- _INSTRUCTIONS FOR THE TASK_: Find the lines in the records that carry the word "garden". Copy each one.
● ● ● ● ● ● ●
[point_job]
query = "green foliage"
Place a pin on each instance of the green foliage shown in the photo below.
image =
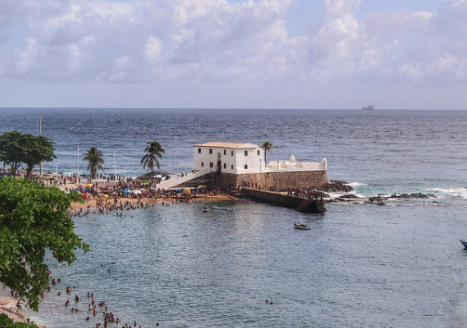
(6, 322)
(34, 219)
(17, 148)
(154, 151)
(95, 161)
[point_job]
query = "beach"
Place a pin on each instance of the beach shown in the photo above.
(8, 307)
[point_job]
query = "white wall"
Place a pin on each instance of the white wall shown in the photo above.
(238, 160)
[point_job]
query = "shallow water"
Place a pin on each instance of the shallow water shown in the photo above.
(399, 265)
(359, 266)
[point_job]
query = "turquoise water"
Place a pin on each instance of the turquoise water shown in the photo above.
(399, 265)
(359, 266)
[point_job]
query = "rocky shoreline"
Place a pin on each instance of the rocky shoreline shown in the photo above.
(337, 186)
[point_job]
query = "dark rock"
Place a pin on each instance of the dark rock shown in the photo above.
(349, 196)
(337, 186)
(417, 195)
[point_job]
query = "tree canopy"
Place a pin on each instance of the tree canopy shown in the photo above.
(154, 151)
(34, 219)
(17, 148)
(95, 161)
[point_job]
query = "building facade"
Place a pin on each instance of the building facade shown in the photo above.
(229, 157)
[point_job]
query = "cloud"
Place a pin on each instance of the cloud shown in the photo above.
(219, 41)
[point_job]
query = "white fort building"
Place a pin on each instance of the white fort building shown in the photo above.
(245, 158)
(237, 165)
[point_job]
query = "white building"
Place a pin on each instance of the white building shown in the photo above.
(245, 158)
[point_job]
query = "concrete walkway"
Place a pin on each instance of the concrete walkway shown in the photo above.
(171, 183)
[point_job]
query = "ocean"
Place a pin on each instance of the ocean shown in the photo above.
(360, 265)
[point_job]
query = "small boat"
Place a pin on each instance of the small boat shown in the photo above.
(219, 208)
(301, 226)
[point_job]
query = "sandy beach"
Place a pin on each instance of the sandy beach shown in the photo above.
(8, 307)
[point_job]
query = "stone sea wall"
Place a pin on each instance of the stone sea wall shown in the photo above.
(279, 181)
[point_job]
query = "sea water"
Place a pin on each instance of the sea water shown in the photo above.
(399, 265)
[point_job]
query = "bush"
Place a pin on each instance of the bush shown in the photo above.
(6, 322)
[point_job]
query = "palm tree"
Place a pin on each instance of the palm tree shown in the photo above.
(154, 151)
(267, 146)
(94, 159)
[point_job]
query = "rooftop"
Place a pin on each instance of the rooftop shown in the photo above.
(231, 145)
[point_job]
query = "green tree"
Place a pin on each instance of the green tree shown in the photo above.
(154, 151)
(33, 220)
(39, 149)
(267, 146)
(17, 148)
(95, 161)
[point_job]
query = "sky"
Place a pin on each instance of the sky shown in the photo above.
(278, 54)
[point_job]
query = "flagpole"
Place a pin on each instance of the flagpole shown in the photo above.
(40, 133)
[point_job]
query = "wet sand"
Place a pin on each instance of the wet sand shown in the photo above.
(8, 307)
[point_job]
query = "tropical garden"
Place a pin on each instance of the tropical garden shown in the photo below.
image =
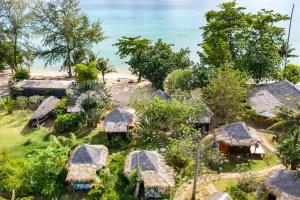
(234, 56)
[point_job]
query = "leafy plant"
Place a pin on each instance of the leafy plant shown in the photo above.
(21, 74)
(67, 122)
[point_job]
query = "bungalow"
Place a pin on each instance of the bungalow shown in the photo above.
(57, 88)
(119, 121)
(283, 185)
(161, 94)
(238, 138)
(266, 98)
(157, 176)
(44, 111)
(84, 163)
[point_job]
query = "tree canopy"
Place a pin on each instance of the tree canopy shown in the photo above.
(67, 33)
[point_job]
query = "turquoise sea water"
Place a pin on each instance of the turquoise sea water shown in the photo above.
(175, 21)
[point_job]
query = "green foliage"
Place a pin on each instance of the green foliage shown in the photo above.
(133, 47)
(13, 174)
(152, 61)
(46, 170)
(7, 104)
(291, 72)
(22, 102)
(35, 101)
(179, 79)
(249, 41)
(67, 33)
(61, 107)
(67, 122)
(180, 153)
(21, 74)
(200, 75)
(247, 183)
(85, 72)
(288, 151)
(162, 115)
(226, 94)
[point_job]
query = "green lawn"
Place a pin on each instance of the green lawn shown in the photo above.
(17, 138)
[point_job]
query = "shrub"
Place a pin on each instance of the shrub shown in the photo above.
(35, 101)
(22, 102)
(21, 74)
(291, 73)
(86, 72)
(7, 104)
(180, 79)
(179, 153)
(67, 122)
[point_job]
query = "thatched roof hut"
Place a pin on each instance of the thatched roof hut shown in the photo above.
(76, 107)
(56, 88)
(43, 111)
(266, 98)
(237, 134)
(85, 161)
(238, 138)
(161, 94)
(156, 174)
(283, 185)
(119, 120)
(220, 196)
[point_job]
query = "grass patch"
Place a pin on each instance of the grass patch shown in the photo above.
(17, 138)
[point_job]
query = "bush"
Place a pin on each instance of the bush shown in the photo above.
(86, 72)
(60, 108)
(179, 153)
(180, 79)
(67, 122)
(22, 102)
(291, 73)
(35, 101)
(21, 74)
● ● ● ● ● ● ●
- _RESULT_:
query = "tropical garden"
Place a pin on each instance of the tropical garden shown in the photo below.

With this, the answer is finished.